**PAGE EXCERPT:**
If this passes, sales will begin as soon as next year, according to Senate Finance Committee Chair Liz Krueger who supports the bill as it’s in its drafting stages. Krueger is confident it will pass and feels it’s about time. Assembly Majority Leader Crystal People-Stokes, who sponsored the Marihuana Regulation and Taxation Act with Krueger said, “Because we’re New Yorkers, we can walk and chew gum at the same time. We can speed this up.”
I know that’s right. We can also care about those truly affected by the War on Drugs. To this, People-Stokes said,
“We understand the ramifications of decades of incarceration of a people that actually ends up costing us, as a government, money. This community reinvestment could reverse that whole dynamic. We could reinvest in people’s lives.”
Assembly Majority Leader Crystal Peoples-Stokes (D)
As far as the budget, legislators want to keep that separate from weed talk so that they can have more influence on policy, such as neighborhood programs focused on helping people reacclimate into society post prison, drug treatment, and education – along with a tax revenue that would cover “cannabis-related expenses at the state level.”

**EXCERPTED RECORDS:**
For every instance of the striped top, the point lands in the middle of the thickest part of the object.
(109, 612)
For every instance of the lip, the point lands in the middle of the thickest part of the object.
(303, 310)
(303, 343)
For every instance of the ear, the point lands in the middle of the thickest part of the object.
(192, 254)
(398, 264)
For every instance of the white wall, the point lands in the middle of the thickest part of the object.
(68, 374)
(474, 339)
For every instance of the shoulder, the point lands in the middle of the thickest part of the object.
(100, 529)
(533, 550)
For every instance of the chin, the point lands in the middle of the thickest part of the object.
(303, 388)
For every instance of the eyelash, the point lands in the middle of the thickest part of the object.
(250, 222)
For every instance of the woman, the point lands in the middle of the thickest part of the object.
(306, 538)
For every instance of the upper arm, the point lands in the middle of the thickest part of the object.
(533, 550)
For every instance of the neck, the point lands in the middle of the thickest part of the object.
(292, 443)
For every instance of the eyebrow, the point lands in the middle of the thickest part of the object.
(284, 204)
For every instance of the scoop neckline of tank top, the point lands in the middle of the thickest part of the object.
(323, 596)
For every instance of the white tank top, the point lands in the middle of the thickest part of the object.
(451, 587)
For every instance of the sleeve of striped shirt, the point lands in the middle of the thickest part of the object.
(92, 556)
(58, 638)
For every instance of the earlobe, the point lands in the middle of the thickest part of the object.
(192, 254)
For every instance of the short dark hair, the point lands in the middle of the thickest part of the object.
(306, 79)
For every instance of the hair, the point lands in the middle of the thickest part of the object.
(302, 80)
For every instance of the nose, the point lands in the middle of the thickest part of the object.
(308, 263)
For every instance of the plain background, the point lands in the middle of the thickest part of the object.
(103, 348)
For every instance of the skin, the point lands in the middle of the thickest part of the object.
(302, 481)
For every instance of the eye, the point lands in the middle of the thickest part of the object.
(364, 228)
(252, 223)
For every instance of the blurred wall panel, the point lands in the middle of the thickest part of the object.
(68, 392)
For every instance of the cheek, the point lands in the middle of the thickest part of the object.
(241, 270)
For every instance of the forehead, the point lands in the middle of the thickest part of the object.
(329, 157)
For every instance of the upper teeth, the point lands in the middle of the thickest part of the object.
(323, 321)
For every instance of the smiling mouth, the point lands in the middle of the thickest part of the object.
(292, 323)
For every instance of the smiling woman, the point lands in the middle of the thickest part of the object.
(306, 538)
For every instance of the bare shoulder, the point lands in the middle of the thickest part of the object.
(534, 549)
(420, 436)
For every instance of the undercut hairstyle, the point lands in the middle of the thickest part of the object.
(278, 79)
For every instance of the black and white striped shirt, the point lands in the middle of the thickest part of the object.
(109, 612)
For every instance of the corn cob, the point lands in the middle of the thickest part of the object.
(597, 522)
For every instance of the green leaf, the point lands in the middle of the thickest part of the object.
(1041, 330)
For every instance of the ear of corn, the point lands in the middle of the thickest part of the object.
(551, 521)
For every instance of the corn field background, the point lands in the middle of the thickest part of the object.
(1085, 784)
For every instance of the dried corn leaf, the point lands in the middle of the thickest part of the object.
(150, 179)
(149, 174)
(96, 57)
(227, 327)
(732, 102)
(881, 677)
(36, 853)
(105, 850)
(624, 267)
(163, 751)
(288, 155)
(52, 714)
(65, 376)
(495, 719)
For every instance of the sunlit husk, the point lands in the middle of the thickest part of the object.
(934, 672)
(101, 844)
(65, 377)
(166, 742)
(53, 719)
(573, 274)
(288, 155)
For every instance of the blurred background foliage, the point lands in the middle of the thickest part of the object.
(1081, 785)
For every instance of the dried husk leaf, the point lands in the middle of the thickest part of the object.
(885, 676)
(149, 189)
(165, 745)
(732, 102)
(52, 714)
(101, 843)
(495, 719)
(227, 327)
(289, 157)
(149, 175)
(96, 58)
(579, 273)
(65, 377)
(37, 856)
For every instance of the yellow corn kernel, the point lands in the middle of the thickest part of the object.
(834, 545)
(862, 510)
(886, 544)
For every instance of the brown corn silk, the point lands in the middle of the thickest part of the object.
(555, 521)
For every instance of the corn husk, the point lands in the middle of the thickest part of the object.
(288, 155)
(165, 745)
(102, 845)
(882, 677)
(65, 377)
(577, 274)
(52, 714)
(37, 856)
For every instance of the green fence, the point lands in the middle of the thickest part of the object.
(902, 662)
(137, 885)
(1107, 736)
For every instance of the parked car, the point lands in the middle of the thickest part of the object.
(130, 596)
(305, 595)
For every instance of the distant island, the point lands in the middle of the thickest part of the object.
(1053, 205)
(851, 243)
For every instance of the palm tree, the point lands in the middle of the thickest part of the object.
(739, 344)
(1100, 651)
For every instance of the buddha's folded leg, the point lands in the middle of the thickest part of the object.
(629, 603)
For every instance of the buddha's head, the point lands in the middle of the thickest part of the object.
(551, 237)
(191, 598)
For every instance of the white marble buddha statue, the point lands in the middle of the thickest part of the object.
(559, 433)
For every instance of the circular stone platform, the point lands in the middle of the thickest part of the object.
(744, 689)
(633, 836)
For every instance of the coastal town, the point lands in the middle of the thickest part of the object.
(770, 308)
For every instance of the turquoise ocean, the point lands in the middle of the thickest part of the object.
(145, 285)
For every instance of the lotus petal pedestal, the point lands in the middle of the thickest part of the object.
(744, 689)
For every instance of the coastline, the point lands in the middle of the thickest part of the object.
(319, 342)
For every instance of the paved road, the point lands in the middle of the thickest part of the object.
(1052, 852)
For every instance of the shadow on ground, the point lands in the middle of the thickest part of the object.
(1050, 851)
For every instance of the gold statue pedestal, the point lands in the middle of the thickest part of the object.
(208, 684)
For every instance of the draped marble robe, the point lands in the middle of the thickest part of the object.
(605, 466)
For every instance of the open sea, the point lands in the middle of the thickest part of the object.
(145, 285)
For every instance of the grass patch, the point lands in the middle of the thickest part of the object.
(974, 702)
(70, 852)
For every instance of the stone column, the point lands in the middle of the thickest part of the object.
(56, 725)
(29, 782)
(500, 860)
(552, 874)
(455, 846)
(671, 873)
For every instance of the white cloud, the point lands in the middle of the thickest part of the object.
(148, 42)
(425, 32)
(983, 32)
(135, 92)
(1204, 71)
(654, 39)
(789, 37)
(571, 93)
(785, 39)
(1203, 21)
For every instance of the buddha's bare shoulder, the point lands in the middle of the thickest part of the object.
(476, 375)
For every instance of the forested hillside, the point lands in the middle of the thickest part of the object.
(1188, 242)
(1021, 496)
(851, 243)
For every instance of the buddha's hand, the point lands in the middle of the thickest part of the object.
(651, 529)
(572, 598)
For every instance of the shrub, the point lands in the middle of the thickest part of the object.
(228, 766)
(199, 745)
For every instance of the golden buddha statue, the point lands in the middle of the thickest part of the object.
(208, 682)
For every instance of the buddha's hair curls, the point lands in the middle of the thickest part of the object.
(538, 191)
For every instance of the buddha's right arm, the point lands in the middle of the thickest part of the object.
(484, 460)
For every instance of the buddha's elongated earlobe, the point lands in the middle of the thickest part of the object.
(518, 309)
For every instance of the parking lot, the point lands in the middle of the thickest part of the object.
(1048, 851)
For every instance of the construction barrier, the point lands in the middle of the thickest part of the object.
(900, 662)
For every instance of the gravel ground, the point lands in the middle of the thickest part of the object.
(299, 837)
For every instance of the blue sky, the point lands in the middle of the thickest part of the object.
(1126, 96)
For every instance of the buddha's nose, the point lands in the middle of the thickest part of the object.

**WHAT TO DO:**
- a) In the piece on New York's cannabis bill, translate this sentence into Spanish: "Krueger is confident it will pass and feels it's about time."
- b) Continue the piece on New York's cannabis bill after its final sentence.

**THE RESULTS:**
- a) Krueger confía en que se aprobará y considera que ya era hora.

- b)
Some names you may know like Acreage Holdings, Columbia Care, Cresco Labs, Curaleaf, and Green Thumb Industries are all looking at an upper-hand. The new law would allow big corporate canna companies such as these to increase the number of dispensaries they have and products they sell. Licenses would allow for any business, big or small, to vertically integrate.
What does this mean for equity and the Black and brown community? We don’t know, yet. The folks running the show are still having a hard time deciding over language legalities like “may” and shall.” (The police love to change the law when it benefits them, so although small, still very important.)
In a recent briefing with reporters, Cuomo declared,
“I believe New York is the progressive capital of the nation—not just because we say it is but because we perform that way. And legalizing cannabis is this year’s priority to be the progressive capital of the nation. We won’t be the first, but our program will be the best.”
We’ll see.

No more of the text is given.